>> start
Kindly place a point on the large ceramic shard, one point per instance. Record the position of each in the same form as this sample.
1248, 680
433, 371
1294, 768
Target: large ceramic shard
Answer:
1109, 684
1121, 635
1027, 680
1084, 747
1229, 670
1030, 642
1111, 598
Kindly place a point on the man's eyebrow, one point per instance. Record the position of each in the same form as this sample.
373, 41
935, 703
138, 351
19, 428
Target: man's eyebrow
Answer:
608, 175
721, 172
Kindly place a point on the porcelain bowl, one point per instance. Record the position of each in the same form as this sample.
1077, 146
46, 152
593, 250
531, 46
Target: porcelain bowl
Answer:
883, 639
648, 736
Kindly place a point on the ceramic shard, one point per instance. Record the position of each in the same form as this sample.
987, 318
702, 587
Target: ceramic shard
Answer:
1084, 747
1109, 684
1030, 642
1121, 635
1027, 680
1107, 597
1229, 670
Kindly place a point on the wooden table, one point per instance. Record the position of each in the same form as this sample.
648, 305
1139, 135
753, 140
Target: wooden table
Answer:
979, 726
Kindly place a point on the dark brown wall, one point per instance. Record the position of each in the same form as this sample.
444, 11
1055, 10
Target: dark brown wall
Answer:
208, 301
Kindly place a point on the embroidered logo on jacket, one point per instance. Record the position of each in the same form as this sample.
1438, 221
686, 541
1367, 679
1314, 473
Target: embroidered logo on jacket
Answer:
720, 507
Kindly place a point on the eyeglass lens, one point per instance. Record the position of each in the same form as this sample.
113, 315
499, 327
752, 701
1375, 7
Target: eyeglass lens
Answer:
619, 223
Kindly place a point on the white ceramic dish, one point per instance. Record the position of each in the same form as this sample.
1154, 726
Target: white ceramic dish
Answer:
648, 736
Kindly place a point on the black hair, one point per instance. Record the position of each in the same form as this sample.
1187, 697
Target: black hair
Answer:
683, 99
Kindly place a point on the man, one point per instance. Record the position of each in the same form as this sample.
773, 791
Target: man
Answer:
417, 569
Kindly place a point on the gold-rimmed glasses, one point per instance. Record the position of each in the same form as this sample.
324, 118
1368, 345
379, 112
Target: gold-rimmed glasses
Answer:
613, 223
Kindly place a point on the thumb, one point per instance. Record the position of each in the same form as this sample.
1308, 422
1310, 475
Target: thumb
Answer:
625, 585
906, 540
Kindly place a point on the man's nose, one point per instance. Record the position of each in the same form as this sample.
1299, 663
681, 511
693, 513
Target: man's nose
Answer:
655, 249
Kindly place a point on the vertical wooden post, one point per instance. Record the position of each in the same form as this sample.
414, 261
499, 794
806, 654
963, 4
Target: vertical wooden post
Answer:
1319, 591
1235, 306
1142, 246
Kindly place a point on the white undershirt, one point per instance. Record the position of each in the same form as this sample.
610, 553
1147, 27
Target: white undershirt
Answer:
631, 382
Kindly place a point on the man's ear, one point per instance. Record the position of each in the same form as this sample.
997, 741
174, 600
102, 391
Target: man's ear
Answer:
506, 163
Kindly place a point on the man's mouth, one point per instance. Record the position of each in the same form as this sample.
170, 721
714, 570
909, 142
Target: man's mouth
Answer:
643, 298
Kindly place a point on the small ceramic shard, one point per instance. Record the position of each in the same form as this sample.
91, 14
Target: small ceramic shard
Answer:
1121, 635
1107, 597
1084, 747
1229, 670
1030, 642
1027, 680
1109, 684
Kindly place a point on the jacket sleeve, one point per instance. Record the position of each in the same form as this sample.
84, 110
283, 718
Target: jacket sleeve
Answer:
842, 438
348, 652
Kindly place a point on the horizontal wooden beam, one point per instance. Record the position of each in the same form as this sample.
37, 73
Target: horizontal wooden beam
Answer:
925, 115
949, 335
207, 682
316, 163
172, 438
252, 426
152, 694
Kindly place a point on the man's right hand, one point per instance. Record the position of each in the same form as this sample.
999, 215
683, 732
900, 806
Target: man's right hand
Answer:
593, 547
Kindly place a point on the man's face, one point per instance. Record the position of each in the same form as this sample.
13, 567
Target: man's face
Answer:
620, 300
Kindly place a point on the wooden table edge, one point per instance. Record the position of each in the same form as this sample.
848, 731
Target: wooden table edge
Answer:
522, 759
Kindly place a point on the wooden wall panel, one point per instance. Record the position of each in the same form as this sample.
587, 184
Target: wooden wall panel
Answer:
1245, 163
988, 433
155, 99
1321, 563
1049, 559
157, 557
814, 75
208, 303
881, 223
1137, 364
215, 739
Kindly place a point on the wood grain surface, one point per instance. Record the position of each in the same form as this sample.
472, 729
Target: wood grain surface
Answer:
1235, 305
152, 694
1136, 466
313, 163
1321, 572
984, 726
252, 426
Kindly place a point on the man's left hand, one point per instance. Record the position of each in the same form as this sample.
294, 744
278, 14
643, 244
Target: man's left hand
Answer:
>> end
Exercise instructions: Make an exact copy of the data above.

Finished answer:
Kindly place a point on the large ceramic shard, one point per instance. Record the position of each in the same form as this sample.
1248, 680
433, 371
1294, 768
Target: large ceramic shard
Answer:
1109, 684
1121, 635
1027, 680
1084, 747
1229, 670
1030, 642
1111, 598
Kindly place a point on the man's eyebrow, one point per instance. Record the position of each in the same form as this sample.
373, 41
935, 703
138, 351
19, 428
Target: man's eyebrow
Answer:
608, 175
721, 172
Kindly place a point on the porcelain bowl, one point per instance. Record the position of each in the same form as this sample.
1077, 146
46, 152
593, 250
531, 46
Target: porcelain bowl
Answer:
883, 639
648, 736
Kindly place a point on the ceramic shard, one point per instance. Record the position of each in the same form as this sample.
987, 318
702, 587
Target: ceramic shard
Answer:
1084, 747
1109, 684
1030, 642
1121, 635
1027, 680
1107, 597
1229, 670
Kindly place a point on the wooden table, one point per instance. Record the position of each in the same form as this sample.
648, 305
1139, 135
753, 140
Target: wooden table
Answer:
979, 726
Kindly place a point on the dark brown wall, one point per instance. Record the position of each in the same form as this sample.
444, 11
1055, 10
Target: dark brown wall
Answer:
208, 301
Kindly place a point on the embroidered logo on jacket, one point per instance. Record the position of each in the same form as this sample.
1438, 221
686, 541
1367, 679
1314, 473
Target: embroidered logo on jacket
Answer:
720, 507
Kindly place a point on the eyeglass lens, one point per instance. Record the position of each in the same form as this sample.
113, 315
499, 327
752, 701
1375, 7
Target: eyeglass lens
Answer:
619, 223
Kindly place a point on the white ceramic dish, one point per instance. Record the position of each in the same form as this sample.
1154, 726
Target: white ceramic dish
Answer:
648, 736
Kindly place a point on the black hair, one point per instance. Record the position of each in the same form as this sample.
1187, 697
Target: black hair
Answer:
683, 99
Kindly place a point on the man, one point per instance. Record the position of each in the same form as this sample.
773, 791
Target: man
Answer:
417, 569
Kindly place a point on the gold-rimmed glasses, one point per instance. Record the position of each in the same form as this sample.
324, 118
1368, 345
379, 112
Target: gold-rimmed glasses
Answer:
613, 223
Kindly place a point on the thumb, one point per instance. Record the position of each in the same form as this sample.
1308, 422
1310, 475
Target: thumb
Answer:
625, 585
906, 540
Kindly place a point on the man's nose, one point per instance. Record the position of each in the same form as this sample.
1299, 663
681, 511
693, 513
Target: man's nose
Answer:
655, 249
Kindly place a point on the vertical wooden post, one point per instance. Record the position of each in the same form as this sample.
414, 261
499, 794
806, 654
963, 4
Target: vertical wooden post
Answer:
1319, 591
1235, 306
1142, 246
Kindly place a point on the white undershirt, one point per instance. Record the position of each in the same form as this sample.
610, 553
1147, 27
Target: white undershirt
Answer:
631, 382
Kindly place a point on the man's ear, one point per instance. Record the position of each in the same form as this sample.
997, 741
174, 600
102, 391
Target: man's ear
Answer:
506, 163
Kindly place a point on the man's mouth, one point per instance. Record the position of each in the same form as this sample.
170, 721
714, 570
909, 142
Target: man's mouth
Answer:
643, 298
Kindly place a point on the small ceramic shard, one point per instance. Record the position of each in the same form as this sample.
91, 14
Target: small ceramic shard
Answer:
1121, 635
1107, 597
1084, 747
1229, 670
1030, 642
1027, 680
1109, 684
Kindly place a point on the jacket sleeve, one point per instance. Record the position of each in the same form as this sample.
84, 110
283, 718
Target: jacket sleeve
Answer:
842, 438
348, 652
Kindly place a point on the horizontal wooden beam, one point per instance. Record the position of each in the same form as this sample.
37, 73
Target: horizontal wooden beam
Answer:
925, 115
949, 335
207, 682
316, 163
172, 438
252, 426
152, 694
Kindly place a point on the man's right hand, one point per instance. Record the position of each in the same form as this sample.
999, 215
683, 732
900, 806
Target: man's right hand
Answer:
593, 547
Kindly place a point on the man's face, one point per instance. Record the position of each in the same form as this sample.
13, 567
Target: man's face
Answer:
620, 300
Kindly place a point on the wooden table edge, one point per instance. Record the position of each in the same form as this sample.
848, 731
Target: wooden table edge
Answer:
522, 759
Kindly place a point on the wooden wall panel, one point per instance. Record the position of each in the same form as this sample.
587, 184
Target: wooden wall panel
Answer:
1245, 163
988, 433
155, 99
1321, 563
1049, 559
157, 557
814, 75
208, 303
881, 223
1137, 364
215, 739
Kindly place a point on the wood grain surface, one point per instance. Record the position of each in the same form as this sample.
472, 729
Target: wood grain surface
Answer:
1235, 305
152, 694
1136, 466
313, 163
1321, 572
984, 726
252, 426
Kindly place a point on the man's left hand, one point per instance. Record the position of each in the same form as this sample.
294, 744
278, 14
643, 244
Target: man's left hand
Answer:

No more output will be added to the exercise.